= Given exercise =
Update the data below so that each occurrence of "one instance per line" becomes "one point per line", leaving all other wording unchanged.

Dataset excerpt
+---+

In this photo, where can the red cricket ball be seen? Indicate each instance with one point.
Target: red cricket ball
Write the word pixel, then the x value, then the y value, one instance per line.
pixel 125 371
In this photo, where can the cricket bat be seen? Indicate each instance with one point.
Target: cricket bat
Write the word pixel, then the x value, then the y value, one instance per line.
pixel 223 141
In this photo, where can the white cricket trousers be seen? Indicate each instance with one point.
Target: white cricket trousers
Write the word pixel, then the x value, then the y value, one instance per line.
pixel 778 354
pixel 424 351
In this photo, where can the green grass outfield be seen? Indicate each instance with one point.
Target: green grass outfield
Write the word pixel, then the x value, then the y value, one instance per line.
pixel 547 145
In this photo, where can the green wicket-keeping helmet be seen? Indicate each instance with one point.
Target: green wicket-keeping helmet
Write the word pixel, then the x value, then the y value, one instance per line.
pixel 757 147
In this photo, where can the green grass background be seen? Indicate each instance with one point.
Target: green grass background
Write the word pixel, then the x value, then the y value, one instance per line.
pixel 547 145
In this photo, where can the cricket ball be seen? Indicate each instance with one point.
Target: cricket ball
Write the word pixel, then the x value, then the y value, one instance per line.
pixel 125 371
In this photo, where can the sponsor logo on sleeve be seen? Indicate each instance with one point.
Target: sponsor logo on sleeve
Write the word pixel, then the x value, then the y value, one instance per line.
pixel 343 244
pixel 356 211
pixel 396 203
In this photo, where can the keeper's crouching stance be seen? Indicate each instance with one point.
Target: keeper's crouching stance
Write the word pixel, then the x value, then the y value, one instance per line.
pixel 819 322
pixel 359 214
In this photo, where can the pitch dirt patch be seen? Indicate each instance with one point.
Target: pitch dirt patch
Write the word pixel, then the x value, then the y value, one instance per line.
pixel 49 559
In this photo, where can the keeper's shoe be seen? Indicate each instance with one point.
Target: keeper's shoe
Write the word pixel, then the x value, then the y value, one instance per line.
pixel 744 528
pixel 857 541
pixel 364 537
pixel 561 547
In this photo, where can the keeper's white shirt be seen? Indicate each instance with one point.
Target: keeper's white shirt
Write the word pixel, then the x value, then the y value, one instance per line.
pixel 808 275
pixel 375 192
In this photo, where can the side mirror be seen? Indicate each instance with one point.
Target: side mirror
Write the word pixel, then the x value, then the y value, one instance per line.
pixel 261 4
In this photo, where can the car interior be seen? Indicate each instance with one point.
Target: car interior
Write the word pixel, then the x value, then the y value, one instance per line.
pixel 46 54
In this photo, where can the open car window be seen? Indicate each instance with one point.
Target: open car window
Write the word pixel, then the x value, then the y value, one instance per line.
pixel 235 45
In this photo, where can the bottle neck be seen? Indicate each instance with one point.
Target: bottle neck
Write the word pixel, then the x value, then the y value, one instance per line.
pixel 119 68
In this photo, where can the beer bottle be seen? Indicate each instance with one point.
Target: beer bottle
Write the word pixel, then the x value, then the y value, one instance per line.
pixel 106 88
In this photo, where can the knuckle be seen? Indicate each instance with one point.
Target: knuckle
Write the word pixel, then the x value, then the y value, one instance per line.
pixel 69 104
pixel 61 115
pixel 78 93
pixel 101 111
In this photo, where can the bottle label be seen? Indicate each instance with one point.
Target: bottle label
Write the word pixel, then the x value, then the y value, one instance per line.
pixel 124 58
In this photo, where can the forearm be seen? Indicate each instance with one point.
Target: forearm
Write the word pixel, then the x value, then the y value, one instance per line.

+---+

= Answer =
In this photo, where can the red cricket ball be seen? Indicate each instance with one point.
Target: red cricket ball
Write the word pixel, then the x value, then the y value, one point per line.
pixel 125 371
In this photo, where can the cricket bat be seen? Indicate each instance with one point.
Target: cricket bat
Write the word pixel, then the x value, then the y value, one point per line.
pixel 223 141
In this photo, where can the white cricket trousers be seen? Indicate each instance with one point.
Target: white cricket trousers
Write the word pixel, then the x value, then the y value, one point per line.
pixel 778 354
pixel 424 351
In this photo, where can the green grass outfield be seen? Indicate each instance with one point.
Target: green grass outfield
Write the word pixel, then the x value, then the y value, one point per line.
pixel 547 145
In this photo, where can the green wicket-keeping helmet be seen? Indicate each instance with one point.
Target: green wicket-keeping helmet
Write the word pixel, then the x value, then the y value, one point per line.
pixel 757 147
In this photo, where can the green grass background be seen? Indicate each instance with one point.
Target: green grass background
Write the word pixel, then the x value, then the y value, one point per line.
pixel 547 145
In this photo, where can the cricket ball be seen? Indicate each instance with one point.
Target: cricket ball
Write the word pixel, then the x value, then the y value, one point per line.
pixel 125 371
In this photo, where can the sponsor logo on sleeve be seen? Indicate each instance with one point.
Target: sponsor logo on sleeve
Write the word pixel, then the x value, then the y value, one point per line.
pixel 343 244
pixel 356 211
pixel 396 203
In this photo, where can the keeper's crouching stance be seen? Indicate each instance with one point.
Target: keeper's crouching stance
Write the word pixel, then the x value, then the y value, one point per line.
pixel 819 322
pixel 359 214
In this photo, where can the pitch dirt patch be seen? Indicate each instance with one point.
Target: pitch dirt patch
Write the word pixel, then the x value, then the y value, one point per line.
pixel 49 559
In this photo, where can the keeper's shoe be seen? Indicate each instance with one point.
Target: keeper's shoe
Write the word pixel, then the x value, then the y value, one point per line.
pixel 744 528
pixel 857 541
pixel 364 537
pixel 561 547
In this photo, where can the keeper's white shirt be seen? Indicate each instance with one point.
Target: keeper's white shirt
Write the word pixel, then the x value, then the y value, one point per line.
pixel 808 275
pixel 375 192
In this photo, where can the side mirror be seen? Indicate each instance with one point.
Target: side mirror
Write the word pixel, then the x value, then the y value, one point per line.
pixel 261 4
In this photo, where can the car interior be seen? Indicate each instance with one point.
Target: car interior
Write the word pixel, then the x value, then the y value, one point per line.
pixel 46 54
In this photo, where can the open car window be seen? Indicate each instance with one point.
Target: open car window
Write the word pixel, then the x value, then the y value, one point per line.
pixel 235 45
In this photo, where can the bottle neck be seen? Indicate each instance with one point.
Target: bottle neck
Write the word pixel, then the x value, then the y value, one point per line.
pixel 119 68
In this photo, where can the beer bottle be seen? Indicate each instance with one point.
Target: beer bottle
Write the word pixel, then the x value, then the y value, one point per line.
pixel 106 88
In this photo, where can the knuckle be seen? Indicate each instance with one point.
Target: knuckle
Write the word pixel, then the x value, then the y value, one point per line.
pixel 69 104
pixel 61 115
pixel 78 93
pixel 101 111
In this photo, where can the bottle label be seen? Indicate each instance with one point.
Target: bottle label
Write the word pixel, then the x value, then the y value, one point per line.
pixel 124 58
In this photo, where can the forearm be seen? Indicate each instance with one point.
Target: forearm
Write the word pixel, then the x value, then the y value, one point per line.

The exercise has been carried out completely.